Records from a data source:
****************

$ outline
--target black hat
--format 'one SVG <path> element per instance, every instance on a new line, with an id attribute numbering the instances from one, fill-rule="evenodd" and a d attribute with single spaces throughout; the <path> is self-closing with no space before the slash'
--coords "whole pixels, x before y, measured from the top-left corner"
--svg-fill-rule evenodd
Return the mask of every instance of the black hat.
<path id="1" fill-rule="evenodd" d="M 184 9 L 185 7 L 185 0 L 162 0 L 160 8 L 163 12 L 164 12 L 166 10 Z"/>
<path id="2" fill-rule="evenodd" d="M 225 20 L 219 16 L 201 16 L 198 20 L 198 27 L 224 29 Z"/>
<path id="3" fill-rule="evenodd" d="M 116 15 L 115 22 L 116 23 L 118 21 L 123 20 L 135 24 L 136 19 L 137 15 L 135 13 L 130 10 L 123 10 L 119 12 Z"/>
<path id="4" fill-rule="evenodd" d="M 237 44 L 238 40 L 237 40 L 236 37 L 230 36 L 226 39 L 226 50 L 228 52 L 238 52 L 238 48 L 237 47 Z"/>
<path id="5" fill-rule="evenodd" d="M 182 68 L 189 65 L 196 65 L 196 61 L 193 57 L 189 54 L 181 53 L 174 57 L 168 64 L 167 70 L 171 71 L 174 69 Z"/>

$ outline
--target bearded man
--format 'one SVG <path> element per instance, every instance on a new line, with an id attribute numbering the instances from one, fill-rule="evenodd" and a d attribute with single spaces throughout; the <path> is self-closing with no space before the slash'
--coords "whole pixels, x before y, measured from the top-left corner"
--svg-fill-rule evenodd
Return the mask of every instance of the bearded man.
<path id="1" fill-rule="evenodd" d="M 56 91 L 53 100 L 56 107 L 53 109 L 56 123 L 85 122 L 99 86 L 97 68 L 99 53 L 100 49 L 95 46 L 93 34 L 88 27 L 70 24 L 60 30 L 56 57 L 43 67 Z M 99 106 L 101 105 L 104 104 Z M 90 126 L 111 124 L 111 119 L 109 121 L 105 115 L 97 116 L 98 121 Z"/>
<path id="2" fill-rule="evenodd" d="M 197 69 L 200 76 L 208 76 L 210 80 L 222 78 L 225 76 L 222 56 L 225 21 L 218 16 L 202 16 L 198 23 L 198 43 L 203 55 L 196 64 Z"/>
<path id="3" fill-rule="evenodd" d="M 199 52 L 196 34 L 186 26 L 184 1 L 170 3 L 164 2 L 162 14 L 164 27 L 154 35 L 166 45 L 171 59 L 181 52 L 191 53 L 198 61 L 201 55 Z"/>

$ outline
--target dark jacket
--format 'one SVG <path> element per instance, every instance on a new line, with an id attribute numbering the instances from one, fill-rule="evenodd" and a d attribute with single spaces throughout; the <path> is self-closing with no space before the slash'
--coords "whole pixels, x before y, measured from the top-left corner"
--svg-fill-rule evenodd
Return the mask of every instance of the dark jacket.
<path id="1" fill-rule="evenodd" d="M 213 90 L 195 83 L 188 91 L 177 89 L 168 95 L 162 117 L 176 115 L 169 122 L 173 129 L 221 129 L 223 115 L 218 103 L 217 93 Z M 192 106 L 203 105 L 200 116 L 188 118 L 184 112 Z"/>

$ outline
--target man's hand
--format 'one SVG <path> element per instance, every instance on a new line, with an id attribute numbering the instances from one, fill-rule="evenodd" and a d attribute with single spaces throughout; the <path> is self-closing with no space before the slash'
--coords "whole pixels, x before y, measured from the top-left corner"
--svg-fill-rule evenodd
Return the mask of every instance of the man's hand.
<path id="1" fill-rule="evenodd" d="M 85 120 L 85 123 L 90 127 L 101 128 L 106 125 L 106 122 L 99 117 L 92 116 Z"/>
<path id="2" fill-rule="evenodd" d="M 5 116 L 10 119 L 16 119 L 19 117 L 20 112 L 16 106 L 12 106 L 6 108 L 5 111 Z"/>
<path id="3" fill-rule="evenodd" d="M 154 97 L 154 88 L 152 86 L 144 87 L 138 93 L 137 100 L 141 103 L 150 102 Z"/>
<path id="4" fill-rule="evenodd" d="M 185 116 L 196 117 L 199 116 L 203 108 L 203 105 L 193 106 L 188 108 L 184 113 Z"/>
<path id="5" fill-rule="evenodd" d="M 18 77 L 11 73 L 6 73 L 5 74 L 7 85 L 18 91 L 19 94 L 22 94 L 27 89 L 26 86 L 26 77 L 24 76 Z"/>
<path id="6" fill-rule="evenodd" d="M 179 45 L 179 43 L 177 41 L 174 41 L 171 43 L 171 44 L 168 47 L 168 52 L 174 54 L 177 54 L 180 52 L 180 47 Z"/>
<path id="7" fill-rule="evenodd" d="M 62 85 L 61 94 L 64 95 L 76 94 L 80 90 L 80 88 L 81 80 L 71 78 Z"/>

****************

Work to do. Present the lines as a Markdown table with the columns n and Line, where n is the row number. Start at the first line of the records, end with the line that contains "182 68 L 189", and leave out blank lines.

Result below.
| n | Line |
|---|---|
| 1 | $ outline |
| 2 | --target black hat |
| 3 | --format 'one SVG <path> element per instance, every instance on a new line, with an id attribute numbering the instances from one, fill-rule="evenodd" and a d attribute with single spaces throughout; the <path> is self-closing with no space before the slash' |
| 4 | --coords "whole pixels, x before y, measured from the top-left corner" |
| 5 | --svg-fill-rule evenodd |
| 6 | Return the mask of every instance of the black hat. |
| 7 | <path id="1" fill-rule="evenodd" d="M 184 9 L 185 7 L 185 0 L 162 0 L 160 8 L 163 12 L 164 12 L 166 10 Z"/> |
| 8 | <path id="2" fill-rule="evenodd" d="M 225 20 L 219 16 L 201 16 L 198 20 L 198 27 L 224 29 Z"/> |
| 9 | <path id="3" fill-rule="evenodd" d="M 116 15 L 115 22 L 116 23 L 118 21 L 123 20 L 135 24 L 136 19 L 137 15 L 135 13 L 130 10 L 123 10 L 119 12 Z"/> |
| 10 | <path id="4" fill-rule="evenodd" d="M 237 44 L 238 40 L 237 40 L 236 37 L 230 36 L 226 39 L 226 50 L 228 52 L 238 52 L 238 48 L 237 47 Z"/> |
| 11 | <path id="5" fill-rule="evenodd" d="M 182 68 L 189 65 L 196 65 L 196 61 L 193 57 L 189 54 L 181 53 L 174 57 L 168 64 L 167 70 L 171 71 L 174 69 Z"/> |